**PAGE EXCERPT**.
++++

As others have mentioned, you want to compare the results of your queries against a previously known 'good' state of the data. So, as you're making data model changes, you can regularly check your development environment against production to see how your changes affect the data.

Data profiling is the perfect tool for this, especially when your pipeline reaches a certain size, or you're dealing with very large datasets.

I work on the team creating PipeRider.io, which uses data profiling comparisons as a method of "code review for data".

It becomes particularly useful when you automate generating data profiles of development and production environments in CI, and attach the data profile comparison to the pull request comment. It makes seeing the impact of changes so much easier.

Here's an article that discusses the benefits of this: https://blog.infuseai.io/why-you-lack-confidence-merging-dbt...

GitHub Actions trivialized this for us. Spawning a Postgres database for testing is easy and carefree. Spawns. Runs operations and evaluates the state of the database after each operation.

We have two flavours of test: one that drops the transaction each time, ensuring a clean, known state. And one that doesn’t, allowing your tests to avoid lots of overhead by “walking through a series of incremental states”.

Yes, some might call the latter heresy. But it works great.

++++

**DATASET EXTRACT**.

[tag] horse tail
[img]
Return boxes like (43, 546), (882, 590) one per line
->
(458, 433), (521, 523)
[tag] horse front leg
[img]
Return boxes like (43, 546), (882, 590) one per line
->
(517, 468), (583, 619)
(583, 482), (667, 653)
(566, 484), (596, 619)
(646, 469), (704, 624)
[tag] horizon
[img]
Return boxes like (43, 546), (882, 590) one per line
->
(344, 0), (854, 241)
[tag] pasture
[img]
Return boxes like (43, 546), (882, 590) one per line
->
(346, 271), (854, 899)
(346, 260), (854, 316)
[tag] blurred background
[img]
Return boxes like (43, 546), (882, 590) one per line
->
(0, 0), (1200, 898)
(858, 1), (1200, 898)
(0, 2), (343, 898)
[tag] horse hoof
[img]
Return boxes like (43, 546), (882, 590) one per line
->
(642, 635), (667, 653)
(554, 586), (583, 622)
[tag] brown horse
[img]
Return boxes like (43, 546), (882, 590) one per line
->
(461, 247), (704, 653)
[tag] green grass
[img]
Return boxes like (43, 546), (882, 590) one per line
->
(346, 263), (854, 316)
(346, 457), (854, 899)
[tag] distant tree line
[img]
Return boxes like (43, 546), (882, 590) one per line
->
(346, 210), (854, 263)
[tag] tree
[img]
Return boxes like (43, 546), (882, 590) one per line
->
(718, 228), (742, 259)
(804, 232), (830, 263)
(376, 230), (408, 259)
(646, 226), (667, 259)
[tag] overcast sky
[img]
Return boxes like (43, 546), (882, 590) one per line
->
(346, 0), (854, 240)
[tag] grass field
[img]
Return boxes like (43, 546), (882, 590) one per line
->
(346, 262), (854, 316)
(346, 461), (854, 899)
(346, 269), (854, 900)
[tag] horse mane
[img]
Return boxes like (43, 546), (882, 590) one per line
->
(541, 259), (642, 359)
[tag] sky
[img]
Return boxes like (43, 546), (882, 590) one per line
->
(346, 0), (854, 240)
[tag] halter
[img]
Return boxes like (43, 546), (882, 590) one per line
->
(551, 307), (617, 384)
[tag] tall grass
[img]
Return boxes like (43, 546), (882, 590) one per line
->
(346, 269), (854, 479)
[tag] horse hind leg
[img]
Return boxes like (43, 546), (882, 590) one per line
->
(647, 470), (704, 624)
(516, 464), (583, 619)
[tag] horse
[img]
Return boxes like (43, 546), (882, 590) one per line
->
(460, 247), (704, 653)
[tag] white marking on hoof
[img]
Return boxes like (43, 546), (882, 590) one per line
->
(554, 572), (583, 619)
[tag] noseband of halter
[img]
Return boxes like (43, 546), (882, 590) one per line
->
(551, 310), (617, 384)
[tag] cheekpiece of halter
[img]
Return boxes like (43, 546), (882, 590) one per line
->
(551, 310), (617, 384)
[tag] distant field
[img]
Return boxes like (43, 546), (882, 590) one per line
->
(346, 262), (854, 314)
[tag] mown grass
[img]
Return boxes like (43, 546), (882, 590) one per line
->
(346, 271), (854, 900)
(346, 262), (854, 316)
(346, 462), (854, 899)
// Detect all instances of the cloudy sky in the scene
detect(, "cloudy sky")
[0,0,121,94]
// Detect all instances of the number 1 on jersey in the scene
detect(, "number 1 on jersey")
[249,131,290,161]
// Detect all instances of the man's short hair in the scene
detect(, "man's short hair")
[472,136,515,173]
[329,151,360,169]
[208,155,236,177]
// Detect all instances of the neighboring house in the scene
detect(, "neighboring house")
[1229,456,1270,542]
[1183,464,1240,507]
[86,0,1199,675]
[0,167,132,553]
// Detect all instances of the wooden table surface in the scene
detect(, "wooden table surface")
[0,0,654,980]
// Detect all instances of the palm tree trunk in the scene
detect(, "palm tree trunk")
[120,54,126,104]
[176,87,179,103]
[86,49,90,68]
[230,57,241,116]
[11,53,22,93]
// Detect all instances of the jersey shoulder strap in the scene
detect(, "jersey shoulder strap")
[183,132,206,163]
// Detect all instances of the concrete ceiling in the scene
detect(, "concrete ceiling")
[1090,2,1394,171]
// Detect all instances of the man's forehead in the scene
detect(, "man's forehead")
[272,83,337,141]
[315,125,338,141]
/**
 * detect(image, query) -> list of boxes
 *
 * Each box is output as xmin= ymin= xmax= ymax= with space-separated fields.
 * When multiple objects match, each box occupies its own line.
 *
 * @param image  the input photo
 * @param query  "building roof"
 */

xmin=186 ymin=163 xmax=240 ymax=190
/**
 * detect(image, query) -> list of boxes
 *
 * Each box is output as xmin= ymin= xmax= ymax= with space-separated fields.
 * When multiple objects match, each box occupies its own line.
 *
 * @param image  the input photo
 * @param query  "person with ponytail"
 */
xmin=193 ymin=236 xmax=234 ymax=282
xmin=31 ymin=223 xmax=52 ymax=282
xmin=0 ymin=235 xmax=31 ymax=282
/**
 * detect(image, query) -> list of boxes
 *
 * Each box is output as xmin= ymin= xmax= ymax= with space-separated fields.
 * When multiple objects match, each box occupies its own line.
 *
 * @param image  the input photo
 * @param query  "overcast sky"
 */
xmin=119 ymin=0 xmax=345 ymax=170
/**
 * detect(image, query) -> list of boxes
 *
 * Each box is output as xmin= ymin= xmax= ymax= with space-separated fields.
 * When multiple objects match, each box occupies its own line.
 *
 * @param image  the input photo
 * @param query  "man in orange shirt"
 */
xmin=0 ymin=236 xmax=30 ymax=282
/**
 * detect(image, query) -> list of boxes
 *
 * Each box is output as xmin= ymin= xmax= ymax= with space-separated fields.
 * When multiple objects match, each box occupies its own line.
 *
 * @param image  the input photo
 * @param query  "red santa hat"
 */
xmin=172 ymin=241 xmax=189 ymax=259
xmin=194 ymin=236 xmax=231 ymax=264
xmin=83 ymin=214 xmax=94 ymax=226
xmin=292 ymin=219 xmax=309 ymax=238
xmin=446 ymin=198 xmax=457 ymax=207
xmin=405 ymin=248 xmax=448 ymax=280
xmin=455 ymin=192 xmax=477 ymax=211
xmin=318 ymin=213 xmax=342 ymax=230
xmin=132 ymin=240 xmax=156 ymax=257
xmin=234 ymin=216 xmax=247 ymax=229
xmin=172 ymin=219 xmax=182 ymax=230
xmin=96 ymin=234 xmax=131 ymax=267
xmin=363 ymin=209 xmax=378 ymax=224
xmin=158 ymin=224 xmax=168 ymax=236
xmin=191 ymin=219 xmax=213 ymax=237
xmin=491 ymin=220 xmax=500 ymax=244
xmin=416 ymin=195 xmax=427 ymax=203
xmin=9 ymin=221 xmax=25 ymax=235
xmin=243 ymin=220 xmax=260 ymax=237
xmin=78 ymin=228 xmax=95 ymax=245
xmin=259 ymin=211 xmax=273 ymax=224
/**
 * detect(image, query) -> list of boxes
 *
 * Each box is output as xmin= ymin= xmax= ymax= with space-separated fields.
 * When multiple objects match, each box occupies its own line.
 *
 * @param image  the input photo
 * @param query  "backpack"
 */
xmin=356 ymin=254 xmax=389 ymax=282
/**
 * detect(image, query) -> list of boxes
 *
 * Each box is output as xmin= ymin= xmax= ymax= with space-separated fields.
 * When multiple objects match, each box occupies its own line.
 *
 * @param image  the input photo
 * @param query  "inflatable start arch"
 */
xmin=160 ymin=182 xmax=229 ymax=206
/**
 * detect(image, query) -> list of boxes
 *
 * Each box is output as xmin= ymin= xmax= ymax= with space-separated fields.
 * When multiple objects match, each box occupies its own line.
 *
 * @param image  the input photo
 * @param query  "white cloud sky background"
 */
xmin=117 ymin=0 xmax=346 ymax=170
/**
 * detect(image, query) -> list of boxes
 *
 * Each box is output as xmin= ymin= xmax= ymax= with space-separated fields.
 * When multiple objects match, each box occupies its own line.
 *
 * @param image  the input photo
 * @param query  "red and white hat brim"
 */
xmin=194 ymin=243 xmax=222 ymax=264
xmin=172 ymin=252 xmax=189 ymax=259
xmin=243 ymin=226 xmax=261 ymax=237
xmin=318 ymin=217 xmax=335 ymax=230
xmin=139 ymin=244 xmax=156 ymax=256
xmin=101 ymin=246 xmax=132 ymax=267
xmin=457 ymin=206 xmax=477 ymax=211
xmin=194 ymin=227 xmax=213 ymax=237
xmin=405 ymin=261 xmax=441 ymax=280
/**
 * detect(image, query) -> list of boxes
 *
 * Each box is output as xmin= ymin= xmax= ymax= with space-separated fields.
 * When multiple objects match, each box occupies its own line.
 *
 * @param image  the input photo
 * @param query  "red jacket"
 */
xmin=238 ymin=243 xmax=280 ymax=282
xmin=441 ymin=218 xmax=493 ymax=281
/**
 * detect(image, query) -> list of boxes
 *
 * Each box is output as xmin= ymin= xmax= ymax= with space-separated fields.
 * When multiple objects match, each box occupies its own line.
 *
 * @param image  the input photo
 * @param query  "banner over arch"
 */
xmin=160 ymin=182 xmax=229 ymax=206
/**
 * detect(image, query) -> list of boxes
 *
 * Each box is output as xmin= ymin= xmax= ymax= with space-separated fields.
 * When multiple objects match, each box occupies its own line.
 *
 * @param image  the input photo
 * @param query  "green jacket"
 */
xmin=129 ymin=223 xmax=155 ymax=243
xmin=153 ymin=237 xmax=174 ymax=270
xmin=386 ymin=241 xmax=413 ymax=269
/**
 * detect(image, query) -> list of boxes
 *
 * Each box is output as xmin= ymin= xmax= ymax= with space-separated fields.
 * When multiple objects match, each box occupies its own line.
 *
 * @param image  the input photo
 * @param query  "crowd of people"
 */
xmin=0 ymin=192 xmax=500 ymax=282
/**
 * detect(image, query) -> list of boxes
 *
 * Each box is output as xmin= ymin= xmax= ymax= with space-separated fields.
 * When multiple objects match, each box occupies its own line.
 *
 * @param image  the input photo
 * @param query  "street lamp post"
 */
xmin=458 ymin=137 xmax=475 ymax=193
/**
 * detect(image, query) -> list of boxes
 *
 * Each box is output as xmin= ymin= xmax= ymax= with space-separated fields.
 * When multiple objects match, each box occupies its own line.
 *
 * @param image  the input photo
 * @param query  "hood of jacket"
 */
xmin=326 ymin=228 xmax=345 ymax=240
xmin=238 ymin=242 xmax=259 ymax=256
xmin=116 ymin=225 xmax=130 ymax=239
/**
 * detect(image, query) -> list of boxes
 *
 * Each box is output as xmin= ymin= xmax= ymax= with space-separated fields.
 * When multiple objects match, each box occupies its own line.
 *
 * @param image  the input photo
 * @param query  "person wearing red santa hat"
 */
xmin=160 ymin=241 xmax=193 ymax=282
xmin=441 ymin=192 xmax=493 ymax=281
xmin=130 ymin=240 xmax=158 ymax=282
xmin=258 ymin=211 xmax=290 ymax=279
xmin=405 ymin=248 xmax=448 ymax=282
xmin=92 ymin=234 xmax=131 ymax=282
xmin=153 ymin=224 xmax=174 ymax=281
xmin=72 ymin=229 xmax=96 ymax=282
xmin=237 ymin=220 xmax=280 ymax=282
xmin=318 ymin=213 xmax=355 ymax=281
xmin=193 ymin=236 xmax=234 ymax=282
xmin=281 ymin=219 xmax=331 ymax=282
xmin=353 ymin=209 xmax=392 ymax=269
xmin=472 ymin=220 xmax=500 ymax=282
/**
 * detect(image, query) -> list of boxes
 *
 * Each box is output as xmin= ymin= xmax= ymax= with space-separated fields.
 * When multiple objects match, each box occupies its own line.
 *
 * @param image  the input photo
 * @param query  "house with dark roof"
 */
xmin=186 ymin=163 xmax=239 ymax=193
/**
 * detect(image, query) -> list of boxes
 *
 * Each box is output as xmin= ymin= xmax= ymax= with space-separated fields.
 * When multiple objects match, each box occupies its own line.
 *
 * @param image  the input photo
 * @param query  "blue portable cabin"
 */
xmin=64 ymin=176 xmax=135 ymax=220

++++

**SHORT TASK**.
Please condense the paragraph of the forum thread that begins "We have two flavours of test" into a short bulleted list that keeps its main facts. Work only from the forum thread, not the material.

**TASK SOLUTION**.
- There are two kinds of test.
- One drops the transaction each time, ensuring a clean, known state.
- The other does not, so tests avoid much overhead by walking through a series of incremental states.